### Aim of the task
Exactly reproduce each of the entries shown below.

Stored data
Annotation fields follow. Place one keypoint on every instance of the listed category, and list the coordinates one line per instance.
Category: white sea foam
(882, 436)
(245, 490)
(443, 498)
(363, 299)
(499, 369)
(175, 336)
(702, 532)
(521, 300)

### Reply to the task
Annotation fields follow. Place one keypoint on every instance of the listed category, and list the coordinates one line per instance.
Category: white sea foam
(882, 436)
(245, 490)
(443, 498)
(363, 299)
(499, 369)
(175, 336)
(702, 532)
(521, 300)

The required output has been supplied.